Text segment:
-*-*-
Sam Bankman-Fried Agrees To Testify Before Congress: ‘I Had Thought Of Myself As A Model CEO’
Former FTX CEO Sam Bankman-Fried agreed on Friday to testify before the House Financial Services Committee next week.
FTX filed for bankruptcy last month after users discovered that the cryptocurrency exchange was likely fraudulently intertwined with Alameda Research; both were controlled by Bankman-Fried and a close-knit group of amateur executives. The disgraced entrepreneur announced his intention to appear before lawmakers on December 13 during a social media exchange with House Financial Services Committee Chairwoman Maxine Waters (D-CA).
“I still do not have access to much of my data — professional or personal. So there is a limit to what I will be able to say, and I won’t be as helpful as I’d like,” he remarked. “But as the committee still thinks it would be useful, I am willing to testify.”
Bankman-Fried expressed willingness to discuss solvency for customers with funds in FTX US, what he believes led to the liquidity crisis, and his “own failings.”
“I had thought of myself as a model CEO, who wouldn’t become lazy or disconnected,” he added. “Which made it that much more destructive when I did. I’m sorry. Hopefully people can learn from the difference between who I was and who I could have been.”
-*-*-
Task set:
A. Copy the article about Sam Bankman-Fried agreeing to testify before Congress word for word, from its headline to its last line.
B. Write out the listing starting with the line that contains "Q: For every instance of the tree" and going on through the end of the listing, both ends included. Omit the pictures.
-*-*-
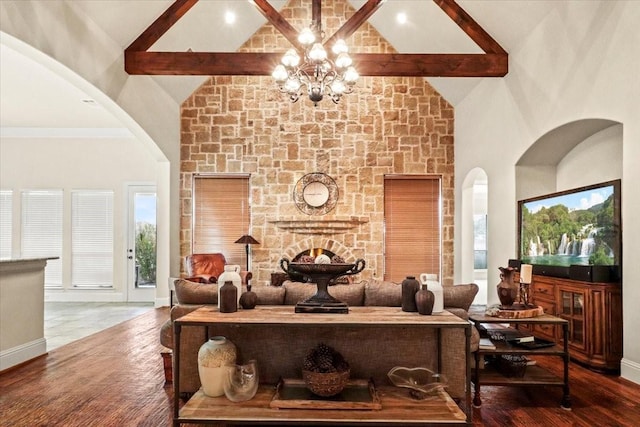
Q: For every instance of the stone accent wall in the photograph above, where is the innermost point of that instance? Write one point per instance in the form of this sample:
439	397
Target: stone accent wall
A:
389	125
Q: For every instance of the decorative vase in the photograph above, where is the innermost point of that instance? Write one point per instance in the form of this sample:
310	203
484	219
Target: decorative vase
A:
249	299
216	358
242	383
507	289
425	300
409	288
431	280
228	297
231	273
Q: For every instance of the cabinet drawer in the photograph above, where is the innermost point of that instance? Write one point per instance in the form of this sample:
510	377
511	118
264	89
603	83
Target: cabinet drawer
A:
547	306
543	290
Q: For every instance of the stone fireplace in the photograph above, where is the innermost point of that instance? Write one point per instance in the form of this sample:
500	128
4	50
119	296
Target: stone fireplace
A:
391	125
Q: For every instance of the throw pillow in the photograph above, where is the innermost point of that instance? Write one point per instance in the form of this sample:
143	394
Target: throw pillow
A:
196	293
382	294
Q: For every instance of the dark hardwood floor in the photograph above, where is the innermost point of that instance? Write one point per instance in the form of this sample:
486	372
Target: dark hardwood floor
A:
115	378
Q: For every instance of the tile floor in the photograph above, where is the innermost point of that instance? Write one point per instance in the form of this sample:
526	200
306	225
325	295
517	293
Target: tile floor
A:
65	322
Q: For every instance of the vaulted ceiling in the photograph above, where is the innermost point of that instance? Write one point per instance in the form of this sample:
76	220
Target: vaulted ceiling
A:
428	30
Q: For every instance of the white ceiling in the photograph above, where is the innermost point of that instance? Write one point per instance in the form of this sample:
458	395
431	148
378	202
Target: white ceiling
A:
35	97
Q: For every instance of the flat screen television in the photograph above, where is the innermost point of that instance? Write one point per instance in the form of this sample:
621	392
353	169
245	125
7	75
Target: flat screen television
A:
581	226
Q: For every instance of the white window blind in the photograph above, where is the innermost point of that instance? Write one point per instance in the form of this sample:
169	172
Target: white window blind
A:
42	231
6	221
92	238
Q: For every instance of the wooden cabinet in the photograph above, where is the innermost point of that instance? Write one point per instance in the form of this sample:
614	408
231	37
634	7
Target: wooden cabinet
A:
594	313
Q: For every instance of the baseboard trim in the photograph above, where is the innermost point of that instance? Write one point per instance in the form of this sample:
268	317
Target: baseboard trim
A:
99	295
630	370
22	353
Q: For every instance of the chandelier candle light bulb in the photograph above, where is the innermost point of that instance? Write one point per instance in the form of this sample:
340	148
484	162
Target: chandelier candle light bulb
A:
314	70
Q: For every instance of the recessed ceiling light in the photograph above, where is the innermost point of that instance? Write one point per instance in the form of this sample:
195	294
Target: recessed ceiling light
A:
229	17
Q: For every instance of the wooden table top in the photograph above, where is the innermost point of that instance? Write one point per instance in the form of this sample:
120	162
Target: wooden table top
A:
284	314
543	318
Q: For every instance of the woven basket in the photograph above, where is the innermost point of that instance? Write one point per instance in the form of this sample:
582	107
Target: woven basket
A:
325	384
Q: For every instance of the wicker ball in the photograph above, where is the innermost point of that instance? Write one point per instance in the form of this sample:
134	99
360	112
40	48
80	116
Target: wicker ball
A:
325	384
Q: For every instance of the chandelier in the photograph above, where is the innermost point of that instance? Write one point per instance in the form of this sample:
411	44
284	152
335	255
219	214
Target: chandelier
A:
317	74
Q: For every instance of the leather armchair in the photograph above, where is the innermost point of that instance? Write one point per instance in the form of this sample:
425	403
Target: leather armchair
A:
206	268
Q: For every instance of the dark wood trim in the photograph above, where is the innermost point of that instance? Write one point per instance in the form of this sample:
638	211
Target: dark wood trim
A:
262	64
470	26
275	19
161	25
356	21
494	63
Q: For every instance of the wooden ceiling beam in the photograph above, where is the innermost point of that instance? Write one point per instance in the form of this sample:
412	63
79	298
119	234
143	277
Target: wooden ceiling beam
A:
470	26
367	64
356	21
137	59
161	25
280	24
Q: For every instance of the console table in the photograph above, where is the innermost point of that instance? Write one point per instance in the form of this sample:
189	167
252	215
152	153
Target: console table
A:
397	407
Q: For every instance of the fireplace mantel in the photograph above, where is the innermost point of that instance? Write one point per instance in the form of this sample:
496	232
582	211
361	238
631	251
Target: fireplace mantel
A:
333	225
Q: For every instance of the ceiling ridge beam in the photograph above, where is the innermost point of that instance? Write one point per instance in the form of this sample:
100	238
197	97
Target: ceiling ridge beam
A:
470	26
161	25
368	64
278	21
356	21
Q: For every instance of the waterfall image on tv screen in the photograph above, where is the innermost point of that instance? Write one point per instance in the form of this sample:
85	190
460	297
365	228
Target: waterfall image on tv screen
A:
577	227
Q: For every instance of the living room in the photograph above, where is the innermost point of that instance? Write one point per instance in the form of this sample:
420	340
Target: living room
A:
559	81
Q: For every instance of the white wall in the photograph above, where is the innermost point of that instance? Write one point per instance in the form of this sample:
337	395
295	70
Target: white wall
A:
80	164
581	62
80	50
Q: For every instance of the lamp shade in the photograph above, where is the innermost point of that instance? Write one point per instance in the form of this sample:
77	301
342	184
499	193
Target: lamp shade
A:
248	240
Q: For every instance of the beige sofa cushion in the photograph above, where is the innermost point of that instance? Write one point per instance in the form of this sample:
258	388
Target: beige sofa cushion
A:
352	294
382	294
196	293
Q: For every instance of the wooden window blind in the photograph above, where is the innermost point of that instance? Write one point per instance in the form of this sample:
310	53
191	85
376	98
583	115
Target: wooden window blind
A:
412	207
220	216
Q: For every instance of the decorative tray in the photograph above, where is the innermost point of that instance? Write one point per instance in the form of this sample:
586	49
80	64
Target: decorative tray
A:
294	394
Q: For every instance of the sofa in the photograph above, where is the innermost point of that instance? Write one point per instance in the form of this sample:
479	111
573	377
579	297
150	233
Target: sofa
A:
408	351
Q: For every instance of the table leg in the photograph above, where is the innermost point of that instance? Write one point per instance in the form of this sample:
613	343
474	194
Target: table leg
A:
477	402
177	328
566	398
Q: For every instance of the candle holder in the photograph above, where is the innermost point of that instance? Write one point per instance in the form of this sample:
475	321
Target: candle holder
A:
526	271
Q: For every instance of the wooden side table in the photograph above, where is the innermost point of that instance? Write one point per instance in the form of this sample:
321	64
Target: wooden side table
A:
534	375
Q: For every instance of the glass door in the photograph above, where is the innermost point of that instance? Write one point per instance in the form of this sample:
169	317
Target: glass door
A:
141	249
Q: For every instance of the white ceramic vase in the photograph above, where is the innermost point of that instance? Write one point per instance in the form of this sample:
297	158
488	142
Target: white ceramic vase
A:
216	358
431	280
231	274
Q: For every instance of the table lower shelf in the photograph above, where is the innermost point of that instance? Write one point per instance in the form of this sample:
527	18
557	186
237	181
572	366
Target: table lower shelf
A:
397	408
534	375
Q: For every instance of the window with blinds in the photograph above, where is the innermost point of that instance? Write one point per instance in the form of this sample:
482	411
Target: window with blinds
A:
6	223
220	216
412	218
41	231
92	239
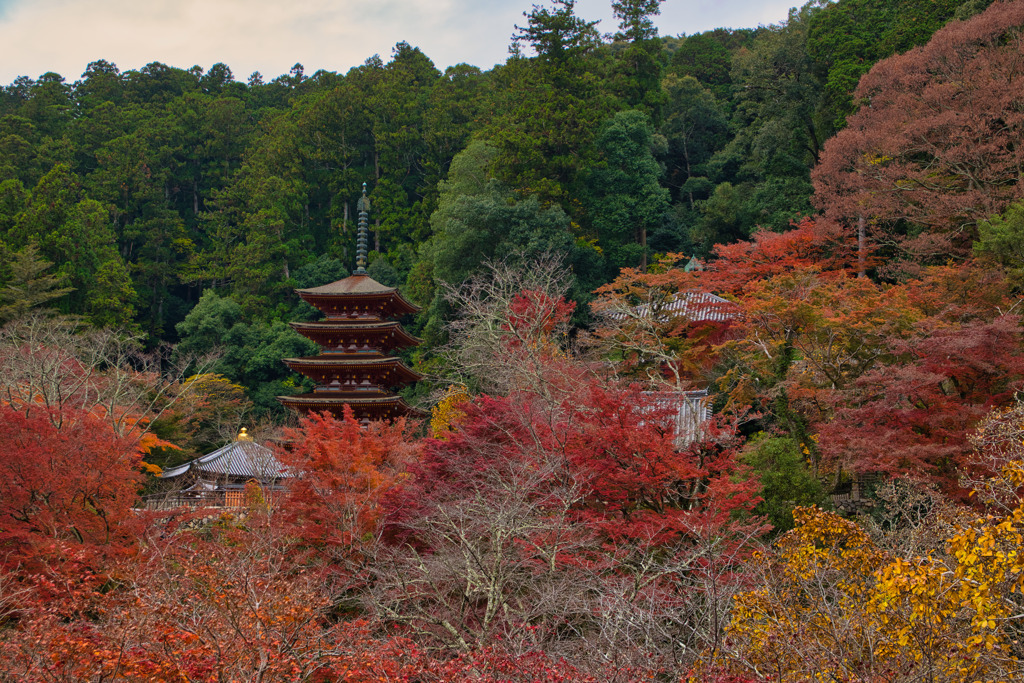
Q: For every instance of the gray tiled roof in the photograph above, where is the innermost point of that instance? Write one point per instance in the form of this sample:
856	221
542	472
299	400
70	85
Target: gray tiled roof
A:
238	459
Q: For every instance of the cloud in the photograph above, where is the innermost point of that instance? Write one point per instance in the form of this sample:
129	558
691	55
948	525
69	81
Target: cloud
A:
64	36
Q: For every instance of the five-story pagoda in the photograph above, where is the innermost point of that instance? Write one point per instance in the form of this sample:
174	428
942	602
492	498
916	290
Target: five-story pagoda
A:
356	366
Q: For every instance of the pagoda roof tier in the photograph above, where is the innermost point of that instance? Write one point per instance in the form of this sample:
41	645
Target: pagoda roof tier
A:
346	363
389	334
376	408
364	289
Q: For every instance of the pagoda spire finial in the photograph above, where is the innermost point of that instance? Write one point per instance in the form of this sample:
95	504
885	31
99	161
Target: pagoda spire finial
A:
360	241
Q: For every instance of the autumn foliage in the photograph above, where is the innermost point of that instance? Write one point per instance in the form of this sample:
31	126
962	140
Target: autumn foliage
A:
65	492
935	143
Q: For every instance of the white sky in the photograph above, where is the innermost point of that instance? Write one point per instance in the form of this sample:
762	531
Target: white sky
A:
64	36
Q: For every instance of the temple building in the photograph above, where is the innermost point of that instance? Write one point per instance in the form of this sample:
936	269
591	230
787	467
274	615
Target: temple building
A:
358	339
219	478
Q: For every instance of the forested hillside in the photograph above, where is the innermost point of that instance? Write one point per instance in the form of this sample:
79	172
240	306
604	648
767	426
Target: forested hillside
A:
819	223
147	189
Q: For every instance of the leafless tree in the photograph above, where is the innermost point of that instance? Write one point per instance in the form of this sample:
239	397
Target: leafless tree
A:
59	364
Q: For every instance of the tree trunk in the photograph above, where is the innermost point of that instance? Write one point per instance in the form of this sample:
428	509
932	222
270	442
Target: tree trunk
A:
861	247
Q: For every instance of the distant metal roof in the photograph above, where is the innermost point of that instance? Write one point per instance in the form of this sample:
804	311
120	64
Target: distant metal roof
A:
350	285
238	459
695	306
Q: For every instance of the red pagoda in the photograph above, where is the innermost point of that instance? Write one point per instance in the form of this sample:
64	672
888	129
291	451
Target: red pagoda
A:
356	366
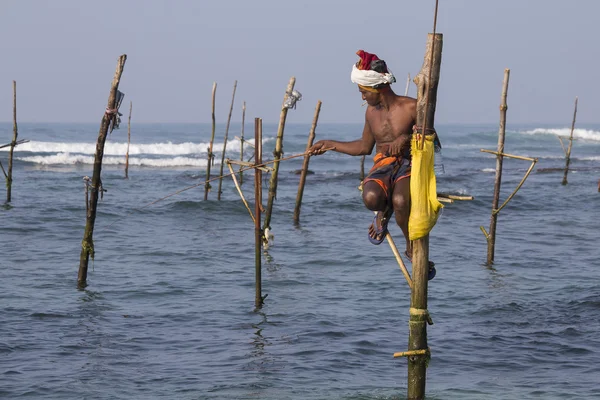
-*-*-
List of solutions:
A.
Sam Bankman-Fried Agrees To Testify Before Congress: ‘I Had Thought Of Myself As A Model CEO’
Former FTX CEO Sam Bankman-Fried agreed on Friday to testify before the House Financial Services Committee next week.
FTX filed for bankruptcy last month after users discovered that the cryptocurrency exchange was likely fraudulently intertwined with Alameda Research; both were controlled by Bankman-Fried and a close-knit group of amateur executives. The disgraced entrepreneur announced his intention to appear before lawmakers on December 13 during a social media exchange with House Financial Services Committee Chairwoman Maxine Waters (D-CA).
“I still do not have access to much of my data — professional or personal. So there is a limit to what I will be able to say, and I won’t be as helpful as I’d like,” he remarked. “But as the committee still thinks it would be useful, I am willing to testify.”
Bankman-Fried expressed willingness to discuss solvency for customers with funds in FTX US, what he believes led to the liquidity crisis, and his “own failings.”
“I had thought of myself as a model CEO, who wouldn’t become lazy or disconnected,” he added. “Which made it that much more destructive when I did. I’m sorry. Hopefully people can learn from the difference between who I was and who I could have been.”

B.
Q: For every instance of the tree trunk in the photograph above, where is the innermost point of that instance? Write one point per instance in the form of this sample:
428	509
932	222
270	442
Target: tree trunk
A:
861	247
Q: For every instance of the distant metal roof in the photograph above, where is the innermost point of that instance? Write one point per instance in the form of this sample:
804	311
120	64
Target: distant metal roof
A:
350	285
238	459
695	306
Q: For every instance of the red pagoda in the photograph above, where is the innermost point of that instance? Write one point per instance in the form of this sample:
64	672
888	129
291	451
Target: red pagoda
A:
356	366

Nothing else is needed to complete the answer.